* Instructions for the task *
This exercise asks for the whole listing to be restated exactly.
++++ Material supplied
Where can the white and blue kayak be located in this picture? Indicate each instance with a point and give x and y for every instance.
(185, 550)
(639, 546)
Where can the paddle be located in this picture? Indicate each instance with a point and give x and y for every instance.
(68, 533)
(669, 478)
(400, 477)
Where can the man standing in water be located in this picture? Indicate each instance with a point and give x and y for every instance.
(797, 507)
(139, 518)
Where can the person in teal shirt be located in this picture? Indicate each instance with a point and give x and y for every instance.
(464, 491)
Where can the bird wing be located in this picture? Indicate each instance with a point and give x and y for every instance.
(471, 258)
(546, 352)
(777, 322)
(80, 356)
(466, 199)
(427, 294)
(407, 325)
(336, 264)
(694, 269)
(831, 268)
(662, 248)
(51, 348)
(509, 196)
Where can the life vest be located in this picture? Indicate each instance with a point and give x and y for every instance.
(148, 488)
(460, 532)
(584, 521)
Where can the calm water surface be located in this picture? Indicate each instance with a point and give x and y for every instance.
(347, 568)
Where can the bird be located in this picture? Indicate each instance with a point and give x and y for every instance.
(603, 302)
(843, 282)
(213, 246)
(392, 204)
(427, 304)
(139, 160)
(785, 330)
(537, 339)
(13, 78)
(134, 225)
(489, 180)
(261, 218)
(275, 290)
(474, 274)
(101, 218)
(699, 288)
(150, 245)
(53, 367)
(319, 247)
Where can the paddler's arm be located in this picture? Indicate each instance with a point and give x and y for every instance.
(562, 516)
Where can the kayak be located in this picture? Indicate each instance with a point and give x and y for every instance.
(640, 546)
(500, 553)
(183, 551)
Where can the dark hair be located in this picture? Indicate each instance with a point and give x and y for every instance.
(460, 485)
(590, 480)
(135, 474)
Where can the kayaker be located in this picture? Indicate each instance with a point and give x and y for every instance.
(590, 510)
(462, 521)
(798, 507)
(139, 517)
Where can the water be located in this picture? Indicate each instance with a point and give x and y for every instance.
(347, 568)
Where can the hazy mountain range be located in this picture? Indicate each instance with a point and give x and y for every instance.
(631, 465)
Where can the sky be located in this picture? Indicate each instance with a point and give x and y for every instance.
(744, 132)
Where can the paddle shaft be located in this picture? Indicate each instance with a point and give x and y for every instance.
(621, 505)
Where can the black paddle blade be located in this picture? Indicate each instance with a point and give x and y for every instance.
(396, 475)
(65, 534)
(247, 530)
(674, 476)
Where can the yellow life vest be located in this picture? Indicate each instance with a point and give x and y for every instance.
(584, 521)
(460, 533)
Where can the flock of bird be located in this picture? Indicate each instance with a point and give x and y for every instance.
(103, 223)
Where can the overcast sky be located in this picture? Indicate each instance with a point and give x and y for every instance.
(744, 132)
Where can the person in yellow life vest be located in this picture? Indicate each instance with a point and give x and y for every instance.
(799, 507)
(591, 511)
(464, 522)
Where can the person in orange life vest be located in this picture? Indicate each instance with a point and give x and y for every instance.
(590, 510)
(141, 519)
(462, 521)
++++++++
* Exercise output *
Where can the white and blue kayak be located in this picture? Indicate each instance with a point and give x and y for every instance.
(185, 550)
(639, 546)
Where can the paddle be located in this picture? Indicate each instance with a point and give x and y for every instance.
(68, 533)
(669, 478)
(400, 477)
Where can the man standing in water be located in this picture? Indicate each instance with a point and give x and y for every instance.
(797, 507)
(139, 518)
Where can the person in teal shirt be located in this picture? Indicate each instance with a point and give x and y for every instance.
(464, 491)
Where can the bird wing be located in this picture? Indicate each instance with a point and give x and y for every instance.
(471, 258)
(546, 352)
(777, 322)
(80, 356)
(466, 199)
(427, 294)
(407, 325)
(336, 264)
(694, 269)
(831, 268)
(662, 248)
(51, 348)
(509, 196)
Where can the life vest be located in this picture? Indicate each instance with a point and give x and y for every instance.
(148, 488)
(460, 532)
(584, 521)
Where can the calm water surface be located in this picture? Indicate each instance with a point and give x and y for every instance.
(347, 568)
Where can the bird be located in this picture? Indicate each instance with a point and give x and y for every instance.
(603, 302)
(843, 282)
(213, 246)
(392, 204)
(427, 304)
(139, 160)
(785, 330)
(537, 339)
(13, 78)
(134, 225)
(489, 180)
(261, 218)
(275, 290)
(474, 274)
(101, 218)
(699, 288)
(150, 245)
(53, 367)
(319, 247)
Where can the paddler's arm be located in this picture? Indicate each instance with a point and give x and y for every instance.
(562, 516)
Where can the kayak be located in this picture? Indicate each instance with a point and give x and y for every instance.
(640, 546)
(500, 553)
(183, 551)
Where can the dark hair be located in this picture? Indicate each instance with a point and give x and y for every instance.
(460, 485)
(590, 480)
(135, 474)
Where can the kayaker be located in this picture? Indicate each instance with a point and give x and y for every instance.
(590, 510)
(462, 521)
(798, 507)
(139, 517)
Where can the water be located in this picture? Indicate each instance with a point and give x and y for every instance.
(347, 568)
Where can the hazy mountain range be located in this picture? Indicate each instance with a point and give x and y for every instance.
(631, 465)
Where can the sky be located in this picture? Indicate each instance with a point and give x and y for every instance.
(744, 132)
Where can the paddle shaft be located in this picture? Indicate each instance with a point and give x and y for every instance.
(621, 505)
Where can the black paddle blade be located in this picture? Indicate each instance with a point and give x and y for every instance.
(396, 475)
(65, 534)
(247, 530)
(674, 476)
Where can the yellow life vest be located in this picture? Indicate each instance with a point and give x and y for every instance.
(584, 521)
(460, 533)
Where can the flock of bird be located in this picture? Indicate each instance with a point and give x and y for every instance.
(103, 223)
Where can the overcast sky be located in this picture? Indicate each instance with a point and give x and y for every instance.
(744, 132)
Where can the person in yellow life vest be located in this picture? Indicate each instance with a point and give x and y for every instance.
(799, 507)
(591, 511)
(464, 522)
Where can the person in orange life vest be located in this picture? Indicate each instance with a point and give x and y for every instance.
(590, 510)
(141, 519)
(462, 521)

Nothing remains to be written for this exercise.